Exercises to complete:
(1) Answer these from the book list, one line each: (a) To which state did the Kingsolver family move to grow their own food? (b) What is the name of Guy Haines's wife in Strangers on a Train? (c) Which book is listed under the date October 12?
(2) Pick up the book list after its final line and continue it.

Excerpted text:
-=-=-

Animal, Vegetable, Miracle

by Barbara Kingsolver (Susan)
This book chronicles the year that Barbara Kingsolver, along with her husband and two daughters, made a commitment to become locavores–those who eat only locally grown foods. This first entailed a move away from their home in non-food-producing Tuscon to a family farm in Virginia, where they got right down to the business of growing and raising their own food and supporting local farmers. While the volume begins as an environmental treatise–the oil consumption related to transporting foodstuffs around the world is enormous–it ends, as the year ends, in a celebration of the food that physically nourishes even as the recipes and the memories of cooks and gardeners past nourish our hearts and souls.

 

September 14

Strangers on a Train

by Patricia Highsmith (Alida)
Tennis pro Guy Haines chances to meet wealthy wastrel Bruno Anthony on a train. Having read all about Guy, Bruno is aware that the tennis player is trapped in an unhappy marriage to wife Miriam and has been seen in the company of senator's daughter Ann Morton. Baiting Guy, Bruno reveals that he feels trapped by his hated father. As Guy listens with detached amusement, Bruno discusses the theory of "exchange murders." Suppose that Bruno were to murder Guy's wife, and Guy in exchange were to kill Bruno's father? With no known link between the two men, the police would be none the wiser, would they? When he reaches his destination, Guy bids goodbye to Bruno, thinking nothing more of the affable but rather curious young man's homicidal theories. And then, Guy's wife turns up strangled to death.

 

October 12

Sea of Cortez

by John Steinbeck (Clemence)

-=-=-

Data shown:
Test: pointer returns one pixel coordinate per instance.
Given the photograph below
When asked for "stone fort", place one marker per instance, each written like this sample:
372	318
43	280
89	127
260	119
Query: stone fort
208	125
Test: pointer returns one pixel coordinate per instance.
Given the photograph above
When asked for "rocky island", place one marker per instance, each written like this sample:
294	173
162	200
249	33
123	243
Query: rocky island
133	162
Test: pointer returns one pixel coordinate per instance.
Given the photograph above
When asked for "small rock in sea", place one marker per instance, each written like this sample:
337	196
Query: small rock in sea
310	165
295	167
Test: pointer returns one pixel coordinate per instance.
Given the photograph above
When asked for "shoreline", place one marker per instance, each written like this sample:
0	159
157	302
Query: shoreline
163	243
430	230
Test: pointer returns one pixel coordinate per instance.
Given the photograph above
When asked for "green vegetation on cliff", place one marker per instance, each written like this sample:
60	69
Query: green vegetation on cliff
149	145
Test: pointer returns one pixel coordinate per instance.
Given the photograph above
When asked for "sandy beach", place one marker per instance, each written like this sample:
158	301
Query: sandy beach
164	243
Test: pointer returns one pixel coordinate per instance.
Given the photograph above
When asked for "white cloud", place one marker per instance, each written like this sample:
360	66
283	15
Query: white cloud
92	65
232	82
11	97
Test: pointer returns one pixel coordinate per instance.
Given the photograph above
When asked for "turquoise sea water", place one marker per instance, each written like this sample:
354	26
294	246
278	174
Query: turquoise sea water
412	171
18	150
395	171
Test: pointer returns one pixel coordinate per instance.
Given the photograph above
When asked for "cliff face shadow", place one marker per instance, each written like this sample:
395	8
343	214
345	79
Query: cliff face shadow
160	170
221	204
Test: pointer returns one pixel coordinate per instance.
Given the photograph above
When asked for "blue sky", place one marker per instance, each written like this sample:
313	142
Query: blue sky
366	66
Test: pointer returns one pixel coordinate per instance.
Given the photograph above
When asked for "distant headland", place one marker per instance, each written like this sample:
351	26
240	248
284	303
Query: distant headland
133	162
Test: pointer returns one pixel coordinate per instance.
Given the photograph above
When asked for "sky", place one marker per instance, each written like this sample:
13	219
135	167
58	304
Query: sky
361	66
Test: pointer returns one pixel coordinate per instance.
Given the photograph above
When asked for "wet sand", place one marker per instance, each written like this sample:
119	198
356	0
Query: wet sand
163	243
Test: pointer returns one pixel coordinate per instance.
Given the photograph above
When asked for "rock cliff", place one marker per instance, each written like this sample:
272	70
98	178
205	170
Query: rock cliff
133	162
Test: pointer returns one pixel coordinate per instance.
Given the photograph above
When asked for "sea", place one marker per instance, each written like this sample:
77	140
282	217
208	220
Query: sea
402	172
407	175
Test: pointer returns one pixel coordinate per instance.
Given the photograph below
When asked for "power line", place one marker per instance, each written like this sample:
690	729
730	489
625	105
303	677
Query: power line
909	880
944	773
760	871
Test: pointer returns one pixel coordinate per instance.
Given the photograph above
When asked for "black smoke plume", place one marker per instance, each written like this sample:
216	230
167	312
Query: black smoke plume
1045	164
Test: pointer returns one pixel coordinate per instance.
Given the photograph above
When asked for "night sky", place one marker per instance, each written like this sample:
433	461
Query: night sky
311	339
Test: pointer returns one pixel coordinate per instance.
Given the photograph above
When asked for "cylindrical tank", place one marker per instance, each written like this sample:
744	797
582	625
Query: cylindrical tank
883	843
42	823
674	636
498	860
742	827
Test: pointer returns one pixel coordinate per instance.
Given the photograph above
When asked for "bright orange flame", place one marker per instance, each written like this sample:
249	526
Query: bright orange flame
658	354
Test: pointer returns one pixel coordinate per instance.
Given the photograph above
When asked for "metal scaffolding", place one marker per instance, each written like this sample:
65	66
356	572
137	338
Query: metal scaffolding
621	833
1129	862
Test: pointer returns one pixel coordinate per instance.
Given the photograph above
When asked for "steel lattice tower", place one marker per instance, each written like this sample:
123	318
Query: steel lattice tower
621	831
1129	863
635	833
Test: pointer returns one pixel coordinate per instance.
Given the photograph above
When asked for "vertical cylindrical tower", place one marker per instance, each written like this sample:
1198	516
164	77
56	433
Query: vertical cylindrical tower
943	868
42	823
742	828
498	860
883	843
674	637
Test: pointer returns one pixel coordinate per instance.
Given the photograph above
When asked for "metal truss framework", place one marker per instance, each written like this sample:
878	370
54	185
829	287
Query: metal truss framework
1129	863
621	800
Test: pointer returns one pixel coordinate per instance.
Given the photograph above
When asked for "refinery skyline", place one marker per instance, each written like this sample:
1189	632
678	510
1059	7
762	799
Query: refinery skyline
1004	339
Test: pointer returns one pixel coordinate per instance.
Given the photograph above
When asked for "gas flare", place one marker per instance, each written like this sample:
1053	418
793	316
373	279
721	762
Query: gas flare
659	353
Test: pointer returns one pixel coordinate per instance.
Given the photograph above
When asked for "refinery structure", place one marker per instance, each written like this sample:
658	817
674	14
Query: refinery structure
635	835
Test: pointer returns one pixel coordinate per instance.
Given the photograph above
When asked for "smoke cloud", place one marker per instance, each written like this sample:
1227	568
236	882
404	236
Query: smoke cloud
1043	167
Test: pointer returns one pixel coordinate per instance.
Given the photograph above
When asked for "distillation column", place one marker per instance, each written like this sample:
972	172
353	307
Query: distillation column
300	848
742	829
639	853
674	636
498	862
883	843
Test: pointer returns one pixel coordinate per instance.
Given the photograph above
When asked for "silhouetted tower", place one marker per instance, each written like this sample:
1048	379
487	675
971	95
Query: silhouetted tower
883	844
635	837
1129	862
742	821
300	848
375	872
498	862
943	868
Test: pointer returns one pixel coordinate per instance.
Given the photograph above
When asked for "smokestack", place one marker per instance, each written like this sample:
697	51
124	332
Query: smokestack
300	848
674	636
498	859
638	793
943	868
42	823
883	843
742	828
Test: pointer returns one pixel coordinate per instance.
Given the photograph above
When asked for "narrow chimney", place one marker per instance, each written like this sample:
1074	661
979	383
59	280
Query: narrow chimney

-=-=-

Numbered answers:
(1)
(a) Virginia
(b) Miriam
(c) Sea of Cortez

(2)
In 1940 Steinbeck sailed in a sardine boat with his great friend the marine biologist, Ed Ricketts, to collect marine invertebrates from the beaches of the Gulf of California. The expedition was described by the two men in "Sea Of Cortez", published in 1941. The day-to-day story of the trip is told here in the Log, which combines science, philosophy and high-spirited adventure. This book is an exhilarating and highly entertaining read.

 

November 9

Continental Drift

by Russell Banks (Morgan)
On the extravagant, shallow promises of his brother, Bob Dubois, 30, a burnt-out New Hampshire oil burner repairman, takes his family to Florida. There the Duboises meet their destiny in the form of a counterpoint family: that of Vanise Dorsinville, a woman who has fled Haiti with her infant and nephew for a better life in the U.S.

 

December 14

Over the Edge of the World

by Lawrence Bergreen (Bob)
Ferdinand Magellan's ship was the first to circumnavigate the globe. While the accomplishment is recognized as a historic milestone, less known are the details of that voyage around the world. Magellan spent years trying to win the favor of the king of Portugal, and failing that he swore loyalty to the Spanish crown. After finally receiving Spain's backing for a trip to the Spice Islands, the king imposed numerous stipulations that would affect Magellan's crew and his authority over them. Once his fleet finally embarked, he had to contend with violent storms, mutinous crewmembers, and hostile natives. Bergreen tells a well-rounded story of Magellan, not just that of the romanticized hero but also that of the explorer's darker side.

 

January 11

Fat City

by Leonard Gardner (Alida)
Set in the small-time boxing circuit of Stockton, California in the late 1950s, the novel concerns the revival of a semi-retired Billy Tully's career and the first fights of a novice, Ernie Munger. At twenty-nine years old and discouraged by his defeat to another lightweight fighter in Panama, as well as the desertion of his wife two years previous, Tully meets Munger at the local YMCA and remarks on his talent. Disgusted by his lack of fitness and power, Tully entertains the idea of returning to the ring in a bid to reclaim his self-respect and possibly his ex-wife. Munger meanwhile impregnates his girlfriend, Faye, and marries her out of obligation, vowing to support his young family by winning fights.